_Source extract_:

==========

Evidence of meeting #7 for Foreign Affairs and International Development in the 41st Parliament, 1st Session. (The original version is on Parliament’s site, as are the minutes.) The winning word was ukrainian.

A recording is available from Parliament.

On the agenda

MPs speaking

Also speaking

Jillian Stirk  Assistant Deputy Minister, Europe, Eurasia and Africa Bureau, Department of Foreign Affairs and International Trade
Taras Zalusky  Executive Director, National Office, Ukrainian Canadian Congress
Lisa Shymko  Executive Director, Chair, Canada-Ukraine Parliamentary Centre, Canadian Friends of Ukraine
Taras Kuzio  Senior Visiting Fellow, Center for Transatlantic Relations, Johns Hopkins School of Advanced International Studies, Johns Hopkins University, As an Individual

10:30 a.m.

Senior Visiting Fellow, Center for Transatlantic Relations, Johns Hopkins School of Advanced International Studies, Johns Hopkins University, As an Individual

Dr. Taras Kuzio

In Washington I organize a monthly Ukraine policy forum, In June of this year, a few months ago now, the former ambassador to Ukraine, Steven Pifer, in an off-the-record meeting, suggested that it's time the west leaked potential ideas for visa blacklists. They don't have to be concrete lists yet, but you can imagine that the impact of such a potential visa blacklist would be massive in Ukraine.

==========

_Job A_: In the records below, from the line with "Phrase -- window with curtain" through the end of the records, switch every "pin" to "marker" and reproduce those lines with nothing else changed. Leave the pictures out of your answer.

[Records from a point labeling set]

==========

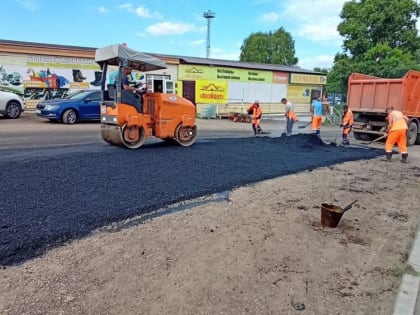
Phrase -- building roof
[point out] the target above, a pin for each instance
(183, 59)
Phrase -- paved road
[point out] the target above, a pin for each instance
(61, 182)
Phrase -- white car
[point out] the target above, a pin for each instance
(11, 105)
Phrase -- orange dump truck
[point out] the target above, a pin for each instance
(368, 97)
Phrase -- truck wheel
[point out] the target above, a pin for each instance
(13, 110)
(185, 136)
(362, 136)
(69, 117)
(132, 137)
(412, 134)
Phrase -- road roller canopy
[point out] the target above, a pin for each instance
(119, 55)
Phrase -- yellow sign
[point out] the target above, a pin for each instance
(34, 84)
(196, 72)
(307, 78)
(207, 91)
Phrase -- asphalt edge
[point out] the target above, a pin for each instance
(408, 297)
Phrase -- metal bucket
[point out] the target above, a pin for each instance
(330, 215)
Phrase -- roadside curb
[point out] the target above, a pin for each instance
(408, 297)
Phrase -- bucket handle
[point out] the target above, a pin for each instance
(348, 207)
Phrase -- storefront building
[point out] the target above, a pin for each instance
(41, 71)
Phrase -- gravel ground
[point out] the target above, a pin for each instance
(65, 197)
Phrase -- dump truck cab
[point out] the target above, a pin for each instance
(129, 119)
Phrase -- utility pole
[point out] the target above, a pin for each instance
(209, 15)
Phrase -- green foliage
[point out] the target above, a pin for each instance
(380, 39)
(271, 48)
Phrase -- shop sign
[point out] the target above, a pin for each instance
(307, 78)
(196, 72)
(209, 91)
(280, 77)
(299, 93)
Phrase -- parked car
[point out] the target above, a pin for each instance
(78, 106)
(11, 105)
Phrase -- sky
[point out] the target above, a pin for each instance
(177, 27)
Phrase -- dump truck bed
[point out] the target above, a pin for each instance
(372, 94)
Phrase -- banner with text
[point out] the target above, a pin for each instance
(207, 91)
(197, 72)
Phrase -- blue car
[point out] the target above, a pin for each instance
(82, 105)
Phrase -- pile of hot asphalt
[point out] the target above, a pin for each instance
(66, 196)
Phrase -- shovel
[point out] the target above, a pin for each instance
(348, 207)
(304, 126)
(377, 139)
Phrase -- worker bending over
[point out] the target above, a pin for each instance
(256, 112)
(396, 133)
(346, 124)
(318, 109)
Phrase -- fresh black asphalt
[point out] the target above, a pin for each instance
(47, 201)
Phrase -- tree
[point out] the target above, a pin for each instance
(272, 48)
(380, 39)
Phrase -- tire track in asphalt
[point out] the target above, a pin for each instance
(55, 198)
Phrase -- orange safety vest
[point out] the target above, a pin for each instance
(348, 119)
(398, 121)
(291, 115)
(256, 111)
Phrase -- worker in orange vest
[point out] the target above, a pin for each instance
(290, 115)
(346, 124)
(256, 112)
(396, 133)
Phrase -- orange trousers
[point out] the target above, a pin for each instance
(316, 124)
(398, 137)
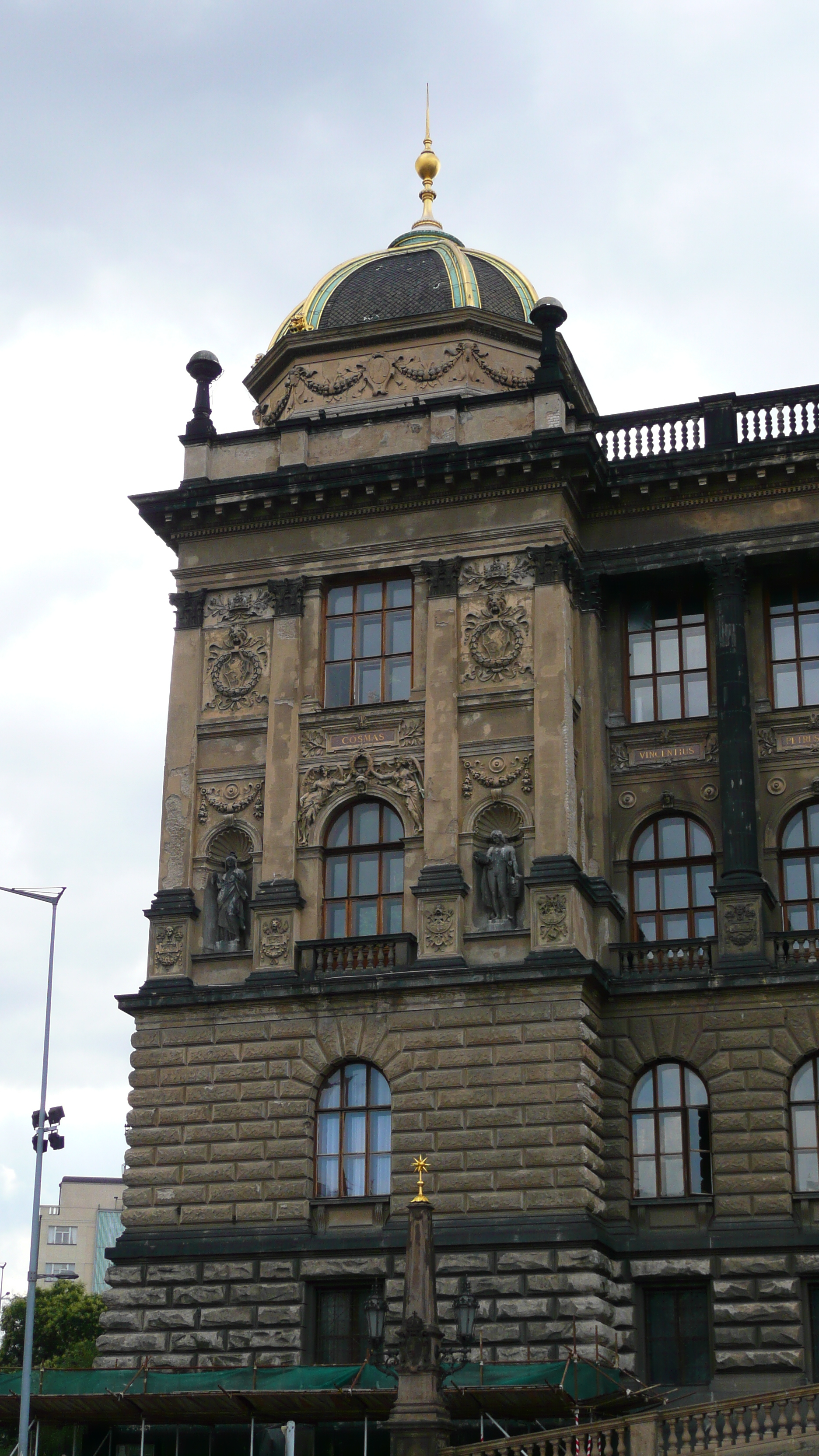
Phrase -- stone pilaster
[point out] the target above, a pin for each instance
(441, 886)
(742, 895)
(279, 897)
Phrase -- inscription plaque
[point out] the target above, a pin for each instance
(369, 738)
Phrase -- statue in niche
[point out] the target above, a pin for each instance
(499, 882)
(225, 908)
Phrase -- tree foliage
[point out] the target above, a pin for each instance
(66, 1324)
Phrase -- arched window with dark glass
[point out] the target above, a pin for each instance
(671, 1133)
(672, 877)
(799, 870)
(364, 883)
(805, 1126)
(353, 1133)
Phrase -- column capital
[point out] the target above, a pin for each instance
(190, 609)
(442, 576)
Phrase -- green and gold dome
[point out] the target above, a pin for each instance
(423, 273)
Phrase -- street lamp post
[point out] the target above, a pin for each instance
(53, 899)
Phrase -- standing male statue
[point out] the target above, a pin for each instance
(231, 897)
(500, 882)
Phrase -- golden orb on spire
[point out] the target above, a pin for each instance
(427, 168)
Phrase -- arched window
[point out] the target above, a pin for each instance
(799, 870)
(353, 1133)
(804, 1109)
(364, 889)
(672, 875)
(671, 1135)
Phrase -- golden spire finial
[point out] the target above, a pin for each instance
(427, 168)
(420, 1164)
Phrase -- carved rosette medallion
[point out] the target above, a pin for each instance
(497, 774)
(235, 666)
(494, 637)
(168, 951)
(274, 942)
(360, 775)
(439, 928)
(231, 798)
(551, 918)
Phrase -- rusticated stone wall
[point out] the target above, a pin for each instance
(499, 1087)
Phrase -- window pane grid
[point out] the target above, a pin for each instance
(353, 1135)
(365, 874)
(672, 875)
(793, 622)
(369, 643)
(671, 1138)
(799, 871)
(668, 660)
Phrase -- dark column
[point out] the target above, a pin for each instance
(419, 1421)
(741, 889)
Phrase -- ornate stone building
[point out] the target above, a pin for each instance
(490, 833)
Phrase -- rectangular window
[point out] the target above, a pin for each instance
(342, 1326)
(793, 620)
(59, 1269)
(668, 660)
(62, 1234)
(678, 1348)
(369, 643)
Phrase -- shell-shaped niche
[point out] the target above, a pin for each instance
(499, 816)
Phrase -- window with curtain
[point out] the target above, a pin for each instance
(671, 1135)
(368, 643)
(804, 1113)
(353, 1133)
(364, 877)
(793, 621)
(672, 877)
(668, 658)
(799, 870)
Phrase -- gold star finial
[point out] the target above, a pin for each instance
(420, 1167)
(427, 168)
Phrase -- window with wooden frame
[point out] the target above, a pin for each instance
(668, 658)
(364, 874)
(799, 870)
(805, 1126)
(342, 1324)
(678, 1343)
(368, 643)
(793, 634)
(353, 1133)
(671, 1135)
(672, 878)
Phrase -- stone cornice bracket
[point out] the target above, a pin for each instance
(553, 565)
(287, 596)
(190, 609)
(172, 903)
(442, 576)
(441, 880)
(277, 895)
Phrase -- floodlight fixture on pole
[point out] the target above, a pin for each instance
(50, 896)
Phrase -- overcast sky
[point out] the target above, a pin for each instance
(177, 175)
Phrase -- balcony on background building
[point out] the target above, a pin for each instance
(356, 956)
(664, 959)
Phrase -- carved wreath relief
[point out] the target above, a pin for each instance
(235, 666)
(439, 928)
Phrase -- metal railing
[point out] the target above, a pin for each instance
(731, 420)
(713, 1426)
(356, 954)
(646, 959)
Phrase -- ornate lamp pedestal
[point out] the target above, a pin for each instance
(419, 1423)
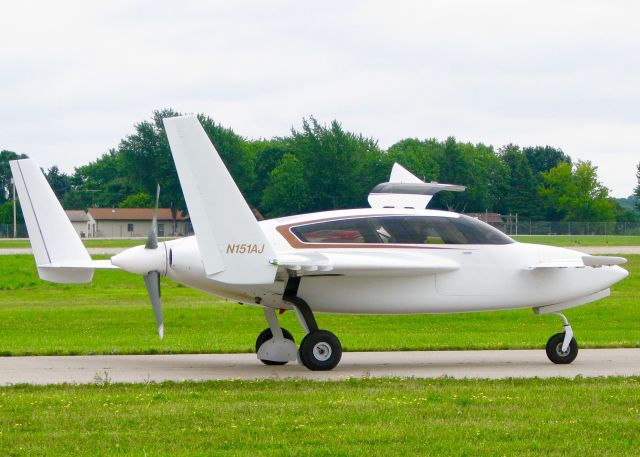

==========

_Job B_: Resume the committee testimony on Ukraine from the point where it stops.

_Written answer A_:
Phrase -- window with curtain
[point out] the target above, a marker for each instance
(671, 1135)
(368, 643)
(804, 1113)
(353, 1133)
(364, 877)
(793, 621)
(672, 877)
(668, 658)
(799, 870)
Phrase -- gold star finial
[point out] the target above, a marker for each instance
(420, 1167)
(427, 168)
Phrase -- window with wooden frame
[point out] the target above, a marker for each instance
(668, 658)
(364, 874)
(799, 870)
(805, 1126)
(342, 1324)
(678, 1343)
(368, 643)
(793, 634)
(353, 1133)
(671, 1135)
(672, 878)
Phrase -- stone cornice bracket
[point out] the target above, a marker for each instance
(553, 565)
(287, 596)
(190, 609)
(172, 903)
(442, 576)
(441, 880)
(277, 895)
Phrase -- floodlight fixture on pole
[point out] the target above, a marker for each instance
(50, 896)
Phrase -- overcast sky
[point out] the target above, a marker for each instance
(177, 175)
Phrase -- balcony on background building
[point out] the target above, a marker for each instance
(356, 956)
(664, 959)
Phrase -- carved wreath relief
[point out] the target above, a marker for each instance
(235, 666)
(439, 928)
Phrase -- metal railing
[point out] the target above, a marker for each instance
(731, 420)
(713, 1426)
(356, 954)
(646, 959)
Phrase -- ornate lamp pedestal
[point out] the target above, a marker for each instance
(419, 1423)

_Written answer B_:
The west has far greater potential leverage over Ukraine than Belarus, because in Belarus there are no oligarchs. There are no people with huge houses in London, but in the Ukraine there are. These oligarchs are the main financial and political base of Viktor Yanukovych. If they begin to rebel against him, he's had it.

I think it needs to be a coordinated response to the effect that Canada, the U.S., and the EU will be participating. It doesn't have to be real yet, but if it's just leaked that we are discussing this possibility, it would have a big impact.

10:35 a.m.

Conservative

The Chair Conservative Dean Allison

Thank you.

Mr. Goldring.

10:35 a.m.

Conservative

Peter Goldring Conservative Edmonton East, AB

Thank you.

Thank you for being here today. I do hope it's not a problem if I admit to being over the age of 60 myself.

10:35 a.m.

Voices

Oh, oh!

10:35 a.m.

Conservative

Peter Goldring Conservative Edmonton East, AB

There is another forum that this issue probably should be taken to, and it's of course the OSCE, which has been very much involved in elections over the years. I have been in Ukraine myself with them, I believe six times now. It's an organization of 56 countries: Canada and the United States, of course, and 54 European countries. Ukraine is a member and Russia is a member.

I was in Kazakhstan--in Astana--at one of their forums when the delegation from Ukraine put forward a resolution on the Holodomor. As an indication of what happens at these forums, once again Russia was in a bit of difficulty. Russia, through several of the countries, wanted to water down that resolution and effectively neutralize it, to change it from being a resolution that the Holodomor was the act of one man, Stalin, which it was, to its being an act of nature, which it was not.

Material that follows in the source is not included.